**Requirement:** Find each line in the material below that contains the word "back", and copy those lines in full.

══ Records for processing

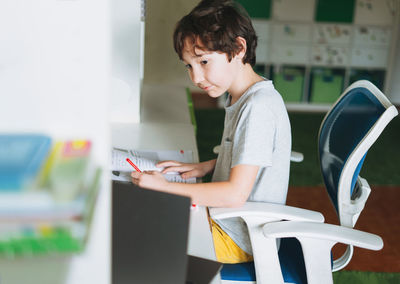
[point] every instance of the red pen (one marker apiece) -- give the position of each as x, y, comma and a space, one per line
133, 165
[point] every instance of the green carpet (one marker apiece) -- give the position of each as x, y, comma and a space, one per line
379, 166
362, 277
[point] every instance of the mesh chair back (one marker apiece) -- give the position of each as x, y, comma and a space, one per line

════
══ Records for processing

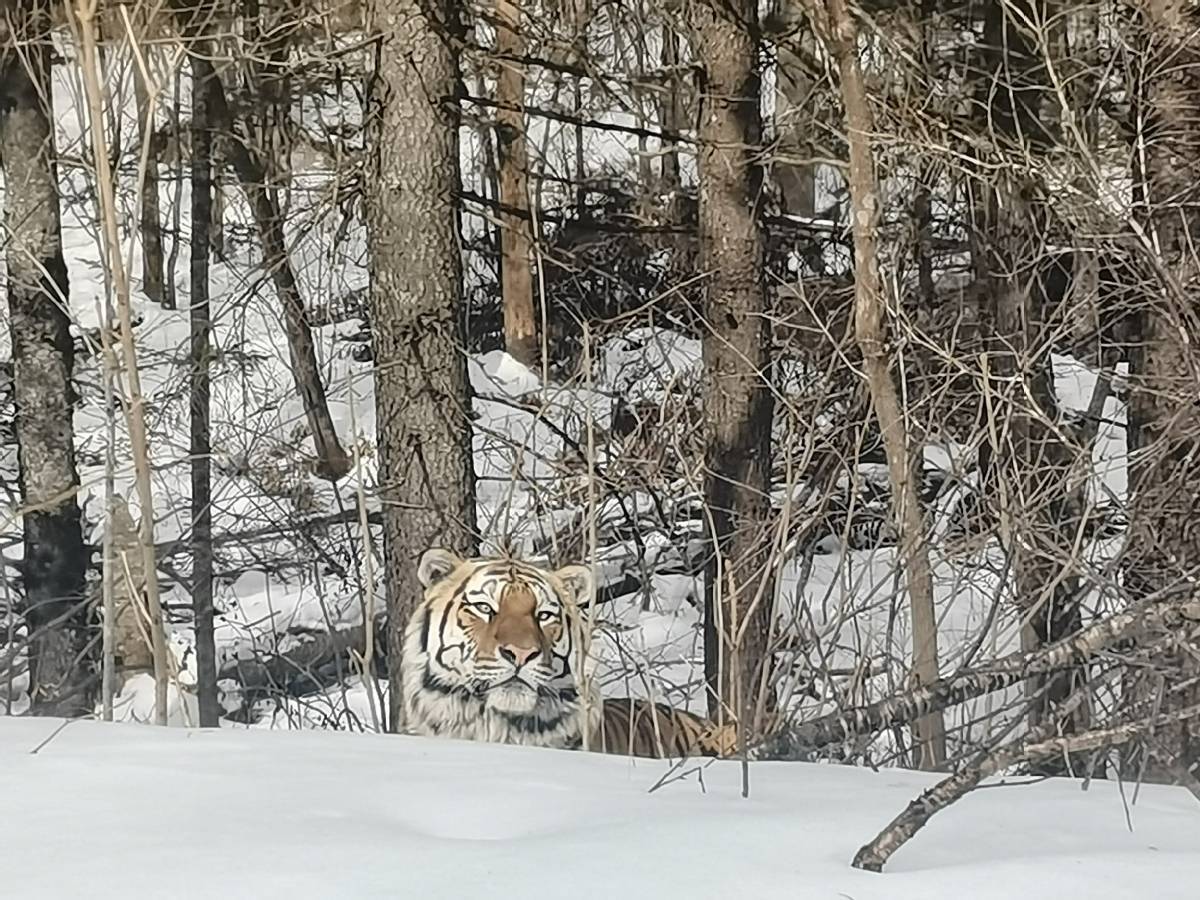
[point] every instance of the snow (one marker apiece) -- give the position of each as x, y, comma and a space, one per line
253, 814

════

**Solution for this task:**
[point] every instance of the mesh chair back (one marker apiece) -- give the position of each as x, y, comma and a space, one per line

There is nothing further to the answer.